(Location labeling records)

↓↓↓

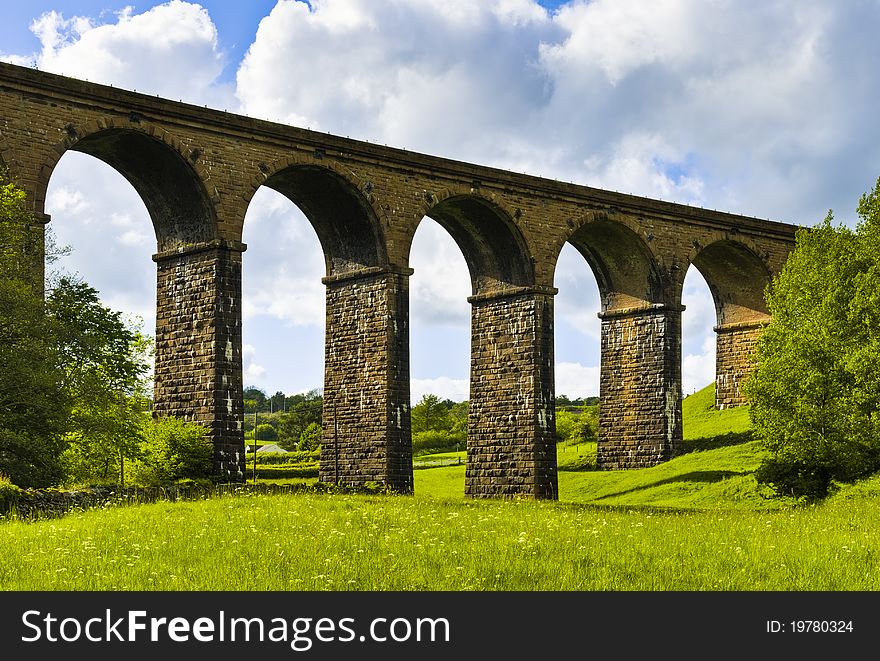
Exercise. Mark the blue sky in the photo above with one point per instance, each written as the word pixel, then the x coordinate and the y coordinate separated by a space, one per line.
pixel 763 109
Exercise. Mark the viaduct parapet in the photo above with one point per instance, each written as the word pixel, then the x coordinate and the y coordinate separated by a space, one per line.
pixel 197 169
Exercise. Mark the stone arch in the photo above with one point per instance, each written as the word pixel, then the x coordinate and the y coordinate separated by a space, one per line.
pixel 626 271
pixel 172 183
pixel 494 248
pixel 338 206
pixel 737 277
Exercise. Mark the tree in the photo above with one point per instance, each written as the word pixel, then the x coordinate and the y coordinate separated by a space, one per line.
pixel 104 361
pixel 310 439
pixel 259 396
pixel 431 414
pixel 34 405
pixel 303 409
pixel 815 390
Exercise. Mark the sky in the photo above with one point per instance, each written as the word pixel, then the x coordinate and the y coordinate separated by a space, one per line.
pixel 765 109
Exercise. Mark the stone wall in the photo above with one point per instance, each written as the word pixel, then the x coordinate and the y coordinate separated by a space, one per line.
pixel 197 171
pixel 366 415
pixel 511 421
pixel 640 387
pixel 198 347
pixel 734 347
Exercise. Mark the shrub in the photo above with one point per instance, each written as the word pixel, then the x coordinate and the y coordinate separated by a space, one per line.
pixel 8 493
pixel 310 439
pixel 266 432
pixel 172 450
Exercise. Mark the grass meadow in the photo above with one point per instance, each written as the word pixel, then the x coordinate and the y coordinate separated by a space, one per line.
pixel 697 522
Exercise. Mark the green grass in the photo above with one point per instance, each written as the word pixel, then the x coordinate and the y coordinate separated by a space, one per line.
pixel 336 542
pixel 696 522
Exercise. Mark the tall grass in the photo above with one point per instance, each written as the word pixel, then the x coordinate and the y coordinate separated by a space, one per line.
pixel 697 522
pixel 334 542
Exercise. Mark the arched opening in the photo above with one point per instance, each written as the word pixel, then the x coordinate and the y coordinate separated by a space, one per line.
pixel 737 279
pixel 364 409
pixel 509 422
pixel 639 420
pixel 577 339
pixel 439 359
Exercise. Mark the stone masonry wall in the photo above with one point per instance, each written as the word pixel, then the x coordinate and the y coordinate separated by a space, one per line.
pixel 639 387
pixel 366 382
pixel 198 347
pixel 223 159
pixel 734 347
pixel 511 423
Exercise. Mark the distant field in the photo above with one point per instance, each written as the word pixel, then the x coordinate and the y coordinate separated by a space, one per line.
pixel 697 522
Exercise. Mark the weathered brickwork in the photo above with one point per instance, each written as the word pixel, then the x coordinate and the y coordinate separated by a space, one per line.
pixel 640 387
pixel 366 415
pixel 198 347
pixel 197 170
pixel 511 421
pixel 735 346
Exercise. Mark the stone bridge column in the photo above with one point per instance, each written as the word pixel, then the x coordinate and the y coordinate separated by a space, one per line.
pixel 366 414
pixel 511 420
pixel 198 346
pixel 734 345
pixel 640 386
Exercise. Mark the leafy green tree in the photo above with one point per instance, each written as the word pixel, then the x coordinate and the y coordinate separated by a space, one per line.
pixel 171 450
pixel 104 362
pixel 266 432
pixel 815 390
pixel 73 375
pixel 576 427
pixel 34 405
pixel 302 410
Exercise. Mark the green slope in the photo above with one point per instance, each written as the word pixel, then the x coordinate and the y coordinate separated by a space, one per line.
pixel 714 469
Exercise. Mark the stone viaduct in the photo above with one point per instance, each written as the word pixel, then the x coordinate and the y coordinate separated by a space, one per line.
pixel 197 169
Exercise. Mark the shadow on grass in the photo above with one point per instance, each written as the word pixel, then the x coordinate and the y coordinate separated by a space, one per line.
pixel 715 442
pixel 694 476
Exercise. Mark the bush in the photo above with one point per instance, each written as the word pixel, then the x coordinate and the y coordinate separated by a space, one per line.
pixel 8 493
pixel 266 432
pixel 794 478
pixel 173 450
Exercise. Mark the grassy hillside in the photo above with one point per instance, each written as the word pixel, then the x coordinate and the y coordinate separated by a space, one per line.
pixel 337 542
pixel 697 522
pixel 714 469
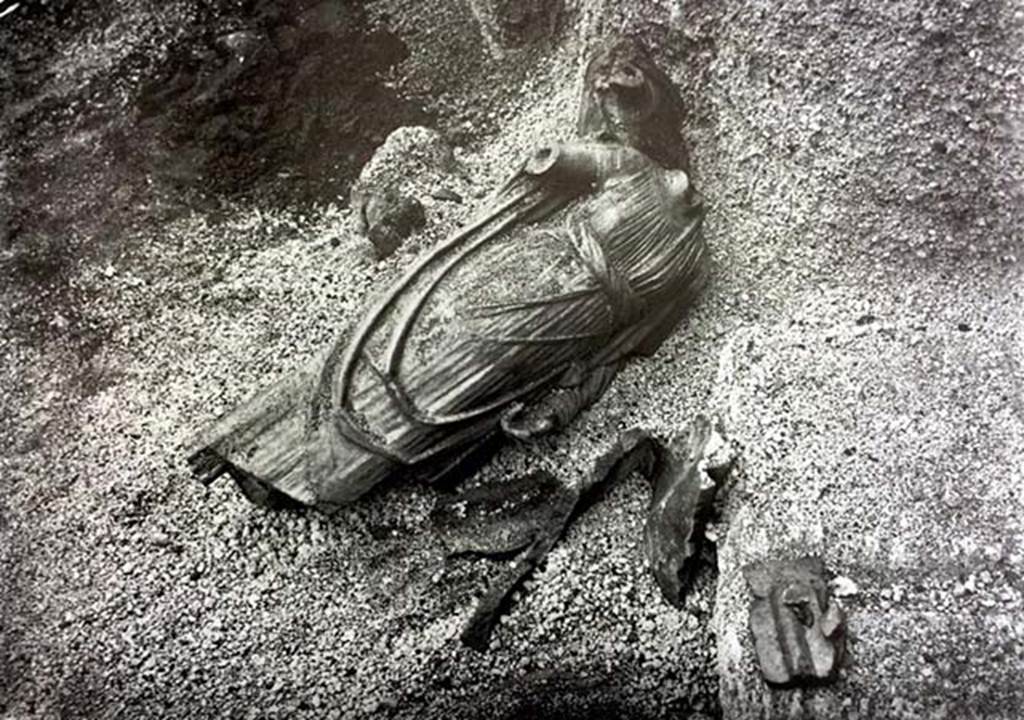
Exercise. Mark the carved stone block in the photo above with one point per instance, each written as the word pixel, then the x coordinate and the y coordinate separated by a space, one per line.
pixel 798 628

↑↑↑

TASK STATEMENT — Update the lines from the one with "Exercise. Mark the tall" to the one with "pixel 511 423" by putting "archway" in place of "arched opening". Leave everything else unchanged.

EXERCISE RESPONSE —
Exercise. Mark the tall grass in the photo above with one point per instance, each written as the word pixel, then the x coordinate and the y coordinate separated by a space, one per line.
pixel 697 522
pixel 334 542
Exercise. Mark the archway in the photo above with one point per instance, each written as the word pixel, then the x coordinate and the y coordinate separated by a space, one per line.
pixel 737 279
pixel 364 409
pixel 509 422
pixel 639 420
pixel 577 339
pixel 439 359
Exercise. Mark the stone masonry wall in the photo above with one point per instance, each written as the word pixel, then the x coordinate and the y coordinate separated by a space, one per line.
pixel 639 387
pixel 366 382
pixel 198 347
pixel 223 159
pixel 734 347
pixel 511 423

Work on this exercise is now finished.